[An excerpt from a dataset]
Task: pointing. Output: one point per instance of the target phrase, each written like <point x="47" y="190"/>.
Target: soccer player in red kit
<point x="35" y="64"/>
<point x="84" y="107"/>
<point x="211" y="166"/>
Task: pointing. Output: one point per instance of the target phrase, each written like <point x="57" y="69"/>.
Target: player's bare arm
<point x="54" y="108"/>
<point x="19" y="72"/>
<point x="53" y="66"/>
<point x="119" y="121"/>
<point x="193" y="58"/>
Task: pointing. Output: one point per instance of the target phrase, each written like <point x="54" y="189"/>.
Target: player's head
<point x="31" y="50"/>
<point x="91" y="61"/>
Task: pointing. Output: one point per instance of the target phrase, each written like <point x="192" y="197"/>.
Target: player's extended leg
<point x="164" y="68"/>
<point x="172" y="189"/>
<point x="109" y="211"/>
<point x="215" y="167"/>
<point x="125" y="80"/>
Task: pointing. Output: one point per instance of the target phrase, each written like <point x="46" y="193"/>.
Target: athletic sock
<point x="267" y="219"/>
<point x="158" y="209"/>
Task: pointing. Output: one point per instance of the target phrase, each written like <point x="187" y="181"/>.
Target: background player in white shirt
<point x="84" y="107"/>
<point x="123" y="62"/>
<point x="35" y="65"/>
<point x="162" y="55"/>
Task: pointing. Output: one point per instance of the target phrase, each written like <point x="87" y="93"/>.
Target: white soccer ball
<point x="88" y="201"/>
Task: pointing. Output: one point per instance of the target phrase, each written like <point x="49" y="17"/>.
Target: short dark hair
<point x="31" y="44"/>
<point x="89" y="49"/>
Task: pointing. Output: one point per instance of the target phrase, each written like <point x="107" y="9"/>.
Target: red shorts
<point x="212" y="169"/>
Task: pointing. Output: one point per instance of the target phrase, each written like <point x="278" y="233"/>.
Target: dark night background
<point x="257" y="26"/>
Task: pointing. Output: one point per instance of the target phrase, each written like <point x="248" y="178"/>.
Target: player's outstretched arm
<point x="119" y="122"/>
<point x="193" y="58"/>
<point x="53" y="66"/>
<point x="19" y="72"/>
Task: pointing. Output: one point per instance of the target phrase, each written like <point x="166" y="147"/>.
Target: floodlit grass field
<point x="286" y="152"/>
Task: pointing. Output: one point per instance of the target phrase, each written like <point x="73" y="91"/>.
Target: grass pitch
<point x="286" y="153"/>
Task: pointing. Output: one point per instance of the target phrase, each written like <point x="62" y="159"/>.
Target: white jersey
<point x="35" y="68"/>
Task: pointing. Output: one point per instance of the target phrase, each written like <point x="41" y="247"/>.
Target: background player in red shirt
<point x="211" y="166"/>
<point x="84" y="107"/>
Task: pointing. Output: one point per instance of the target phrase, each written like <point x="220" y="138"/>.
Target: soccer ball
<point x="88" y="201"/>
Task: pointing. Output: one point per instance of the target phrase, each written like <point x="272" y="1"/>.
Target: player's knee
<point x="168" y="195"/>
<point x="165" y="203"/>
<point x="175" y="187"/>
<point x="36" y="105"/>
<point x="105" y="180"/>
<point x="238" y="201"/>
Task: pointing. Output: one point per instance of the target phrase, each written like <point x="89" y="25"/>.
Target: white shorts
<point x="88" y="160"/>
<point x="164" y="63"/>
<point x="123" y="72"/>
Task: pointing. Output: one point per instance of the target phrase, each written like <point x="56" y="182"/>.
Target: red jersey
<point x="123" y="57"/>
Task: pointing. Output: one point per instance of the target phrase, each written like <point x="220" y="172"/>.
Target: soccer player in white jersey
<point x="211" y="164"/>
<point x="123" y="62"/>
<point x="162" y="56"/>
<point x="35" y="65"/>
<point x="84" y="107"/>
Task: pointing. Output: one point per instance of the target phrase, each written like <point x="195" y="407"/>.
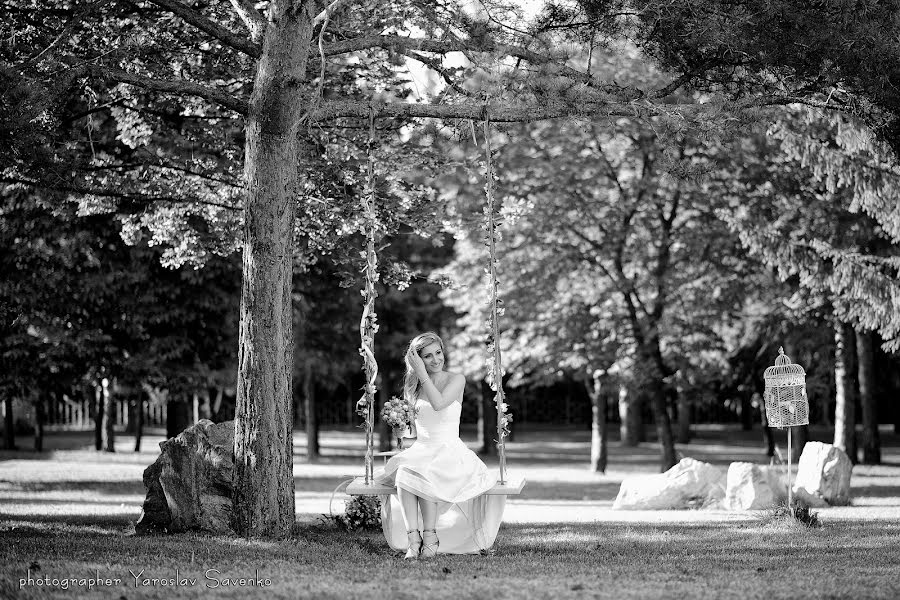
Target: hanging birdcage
<point x="785" y="395"/>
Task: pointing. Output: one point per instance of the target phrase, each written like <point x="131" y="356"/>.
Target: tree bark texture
<point x="309" y="407"/>
<point x="39" y="418"/>
<point x="263" y="449"/>
<point x="799" y="437"/>
<point x="845" y="390"/>
<point x="868" y="403"/>
<point x="385" y="433"/>
<point x="109" y="417"/>
<point x="598" y="426"/>
<point x="177" y="416"/>
<point x="746" y="412"/>
<point x="630" y="419"/>
<point x="684" y="417"/>
<point x="9" y="431"/>
<point x="487" y="422"/>
<point x="99" y="406"/>
<point x="768" y="436"/>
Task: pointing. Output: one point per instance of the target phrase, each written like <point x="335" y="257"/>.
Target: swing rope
<point x="368" y="325"/>
<point x="495" y="370"/>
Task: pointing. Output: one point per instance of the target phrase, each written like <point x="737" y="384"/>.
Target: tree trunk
<point x="746" y="412"/>
<point x="487" y="422"/>
<point x="631" y="422"/>
<point x="263" y="449"/>
<point x="39" y="418"/>
<point x="99" y="406"/>
<point x="845" y="390"/>
<point x="109" y="417"/>
<point x="309" y="407"/>
<point x="684" y="417"/>
<point x="598" y="425"/>
<point x="178" y="415"/>
<point x="799" y="437"/>
<point x="205" y="405"/>
<point x="663" y="427"/>
<point x="9" y="430"/>
<point x="138" y="421"/>
<point x="871" y="442"/>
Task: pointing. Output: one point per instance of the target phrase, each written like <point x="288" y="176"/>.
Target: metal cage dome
<point x="785" y="393"/>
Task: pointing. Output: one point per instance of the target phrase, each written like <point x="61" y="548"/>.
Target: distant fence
<point x="79" y="414"/>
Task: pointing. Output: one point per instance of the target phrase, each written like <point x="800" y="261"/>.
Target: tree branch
<point x="169" y="86"/>
<point x="107" y="193"/>
<point x="327" y="12"/>
<point x="255" y="22"/>
<point x="440" y="70"/>
<point x="209" y="27"/>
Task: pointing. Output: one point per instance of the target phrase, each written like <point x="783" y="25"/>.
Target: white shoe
<point x="430" y="543"/>
<point x="415" y="545"/>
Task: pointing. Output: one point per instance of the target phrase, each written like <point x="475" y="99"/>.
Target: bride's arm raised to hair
<point x="451" y="393"/>
<point x="438" y="399"/>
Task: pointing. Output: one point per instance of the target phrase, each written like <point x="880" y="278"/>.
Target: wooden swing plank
<point x="512" y="487"/>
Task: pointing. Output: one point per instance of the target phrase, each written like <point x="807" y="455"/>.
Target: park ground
<point x="69" y="513"/>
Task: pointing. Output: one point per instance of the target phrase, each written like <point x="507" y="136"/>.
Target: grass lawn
<point x="69" y="514"/>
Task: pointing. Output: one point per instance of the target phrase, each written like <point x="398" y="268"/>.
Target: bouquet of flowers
<point x="398" y="413"/>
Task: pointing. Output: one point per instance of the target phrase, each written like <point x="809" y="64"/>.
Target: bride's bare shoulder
<point x="456" y="377"/>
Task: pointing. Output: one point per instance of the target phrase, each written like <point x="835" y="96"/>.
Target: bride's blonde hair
<point x="410" y="380"/>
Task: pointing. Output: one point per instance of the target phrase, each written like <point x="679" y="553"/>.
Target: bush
<point x="361" y="513"/>
<point x="801" y="514"/>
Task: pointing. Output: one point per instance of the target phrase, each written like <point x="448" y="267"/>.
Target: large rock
<point x="752" y="487"/>
<point x="823" y="475"/>
<point x="189" y="485"/>
<point x="689" y="483"/>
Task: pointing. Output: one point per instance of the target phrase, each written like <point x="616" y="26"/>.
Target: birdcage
<point x="785" y="395"/>
<point x="786" y="402"/>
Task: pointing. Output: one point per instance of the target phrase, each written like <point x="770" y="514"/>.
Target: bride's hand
<point x="415" y="362"/>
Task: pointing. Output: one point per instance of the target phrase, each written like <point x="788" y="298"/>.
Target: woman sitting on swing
<point x="440" y="482"/>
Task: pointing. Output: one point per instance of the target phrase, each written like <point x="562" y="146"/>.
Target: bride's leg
<point x="409" y="509"/>
<point x="430" y="542"/>
<point x="429" y="513"/>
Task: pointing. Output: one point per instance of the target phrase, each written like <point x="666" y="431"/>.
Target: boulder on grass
<point x="823" y="476"/>
<point x="189" y="486"/>
<point x="750" y="486"/>
<point x="689" y="483"/>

- WHAT TO DO
Which lines in the items above contain the word "ball"? List each one in full, treating case as significant.

- OUTPUT OF THE TASK
Target: white soccer ball
Target: soccer ball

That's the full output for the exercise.